**Texte à lire:**
════
Q. Craignez-vous de retourner dans votre pays?

R. Non.

 

Q. Seriez-vous exposée à un danger quelconque si vous retourniez au Nigéria?

R. Non.

 

Q. Si vous retourniez au Nigéria ce soir ou demain, est-ce que quelque chose vous arriverait?

R. Non.

 

Q. Vous a-t-on déjà refusé l'entrée dans un autre pays ou vous a-t-on déjà demandé de quitter un autre pays?

R. Non.

 

Q. Avez-vous déjà été déclarée coupable d’un crime ou d'une infraction dans un pays?

R. Non.

 

Q. Craignez-vous d'être persécutée dans un pays?

R. Non, non, non.

 

[…]

 

Q. Pourquoi venez-vous au Canada?

R. Pour travailler, pour aider ma maman.

 

[…]

 

Q. Pourquoi êtes-vous ici au Canada, vous n'avez pas demandé de visa de travail, vous n'êtes donc pas autorisée à travailler?

R. Je vous ai dit que je souhaitais aider ma famille.

 

Q. La seule raison pour laquelle vous êtes ici est pour travailler?

R. Oui.

 

Q. Avez-vous de l'instruction?

R. Ouais, j'ai terminé mon cours élémentaire et j'étais dans la classe 2 et mon père est mort et j’ai alors arrêté.

 

Q. Êtes-vous à l'aise de parler anglais?

R. Oui.

 

Q. Est-ce la langue principale que vous utilisez?

R. Oui.

 

Q. Pouvez-vous lire et écrire?

R. Pas beaucoup.

 

Q. Je désire que vous écriviez dans vos propres mots la raison pour laquelle vous êtes au Canada.

R. Je ne peux pas écrire. Je vous ai dit que j'ai terminé mon cours élémentaire. Je ne peux pas écrire avec des fautes d’orthographe.

 

Q. Écrivez dans vos propres mots la raison pour laquelle vous êtes au Canada. Peu importe si l'orthographe n'est pas parfaite.

R. Vous devez m'aider avec l'orthographe.

 

[…]

 

Q. Je désire confirmer une fois de plus que votre intention est de vivre au Canada et d'y travailler.
════
**Travail demandé:**
1. Dans l'entretien, réécrivez plus brièvement la réponse qui commence par « Ouais, j'ai terminé » en conservant ses faits principaux.
2. Prolongez l'entretien après sa dernière phrase, s'il vous plaît, en gardant l'alternance Q. / R.
Les lignes n'interviennent pas dans ce travail.

**Données fournies:**
════
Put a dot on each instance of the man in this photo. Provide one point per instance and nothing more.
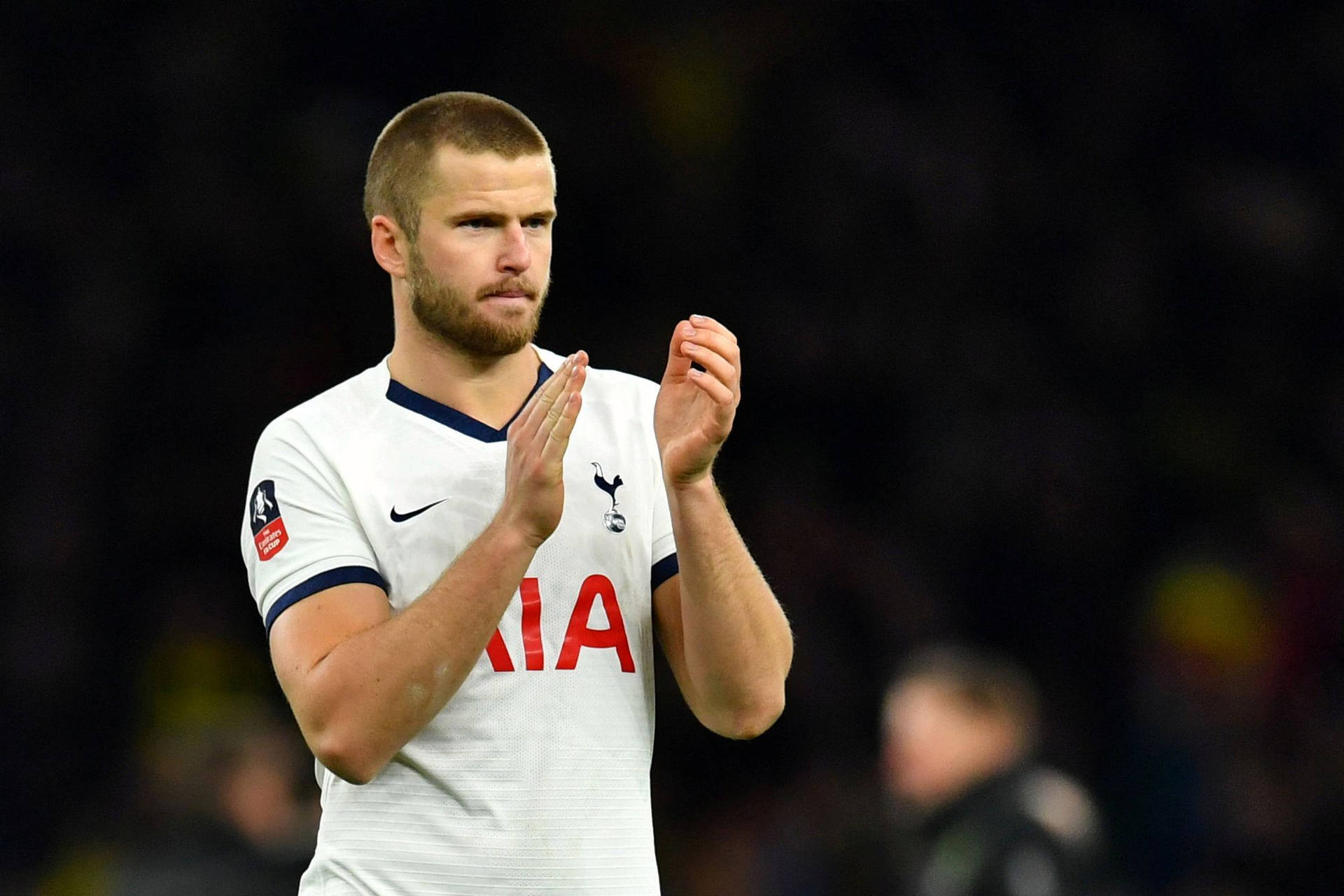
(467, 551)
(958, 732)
════
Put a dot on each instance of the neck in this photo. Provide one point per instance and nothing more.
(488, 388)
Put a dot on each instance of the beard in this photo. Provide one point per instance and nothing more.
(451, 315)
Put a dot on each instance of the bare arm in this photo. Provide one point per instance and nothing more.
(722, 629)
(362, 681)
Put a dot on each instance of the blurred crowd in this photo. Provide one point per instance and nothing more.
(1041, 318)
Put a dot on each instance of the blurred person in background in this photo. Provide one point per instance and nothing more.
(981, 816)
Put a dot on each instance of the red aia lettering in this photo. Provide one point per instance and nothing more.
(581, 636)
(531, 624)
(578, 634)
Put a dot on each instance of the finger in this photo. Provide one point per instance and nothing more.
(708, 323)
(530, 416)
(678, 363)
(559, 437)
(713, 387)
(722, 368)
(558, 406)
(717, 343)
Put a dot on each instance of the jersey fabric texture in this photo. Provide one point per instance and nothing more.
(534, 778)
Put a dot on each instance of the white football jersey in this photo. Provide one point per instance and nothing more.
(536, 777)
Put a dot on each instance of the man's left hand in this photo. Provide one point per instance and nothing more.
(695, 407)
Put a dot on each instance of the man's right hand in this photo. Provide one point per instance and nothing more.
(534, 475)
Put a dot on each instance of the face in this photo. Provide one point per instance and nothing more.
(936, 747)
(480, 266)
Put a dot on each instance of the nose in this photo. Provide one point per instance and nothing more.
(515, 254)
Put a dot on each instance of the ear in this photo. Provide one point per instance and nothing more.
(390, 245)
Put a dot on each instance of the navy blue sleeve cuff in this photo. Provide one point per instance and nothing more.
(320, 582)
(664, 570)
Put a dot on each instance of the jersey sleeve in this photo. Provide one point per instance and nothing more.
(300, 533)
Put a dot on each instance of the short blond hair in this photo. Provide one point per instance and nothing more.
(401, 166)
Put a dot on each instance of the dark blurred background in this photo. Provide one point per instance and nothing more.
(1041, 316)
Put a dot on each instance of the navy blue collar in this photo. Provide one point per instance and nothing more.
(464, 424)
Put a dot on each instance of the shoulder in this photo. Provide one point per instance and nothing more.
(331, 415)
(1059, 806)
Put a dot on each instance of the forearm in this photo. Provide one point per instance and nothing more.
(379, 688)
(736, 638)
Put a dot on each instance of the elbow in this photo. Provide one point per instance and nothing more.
════
**Réponses par consigne:**
1. J'ai fini mon cours élémentaire et j'étais en classe 2, puis j'ai arrêté à la mort de mon père.

2.
R. Oui.

 

Q. Je veux confirmer que vous n'aviez pas de crainte ou que vous n'avez pas de crainte de retourner au Nigéria.

R. Aucune crainte.

 

[…]

 

Q. Je vous demande encore une fois si vous comprenez que l'entrée au Canada vous est refusée et que vous êtes renvoyée au Nigéria?

R. Je comprends.

 

Q. Et cela vous convient?

R. Bien non, parce que je veux vivre et travailler au Canada parce que je veux subvenir aux besoins de la famille.

 

                        Q. Et c'est la raison pour laquelle vous êtes au Canada, pour trouver du travail et y vivre?

R. Oui.

 

Q. Avez-vous autre chose à ajouter?

R. Non.

 

[9]               Au cours de ce contrôle, la demanderesse a rempli et signé trois déclarations écrites. Dans la première déclaration, elle dit [traduction] « Je veux être interrogée en anglais. » Dans la deuxième déclaration, elle affirme [traduction] « Je suis venue au Canada pour travailler et aider ma famille, [mots incompréhensibles], je n'ai pas peur d'aller au Nigéria. P.S. si le pays peut m'aider, je serais heureuse pour moi et ma famille. Bien à vous. » La troisième et dernière déclaration est rédigée comme suit :

[traduction] Je suis ici au Canada parce que je veux aider ma mère et ma sœur. En 1993, mon père est mort assassiné, laissant ma mère avec huit enfants, mon oncle a évincé ma mère et les enfants de la maison, parce qu’elle avait des filles, si cela [incompréhensible] à faire pour aider ma mère, je le ferai.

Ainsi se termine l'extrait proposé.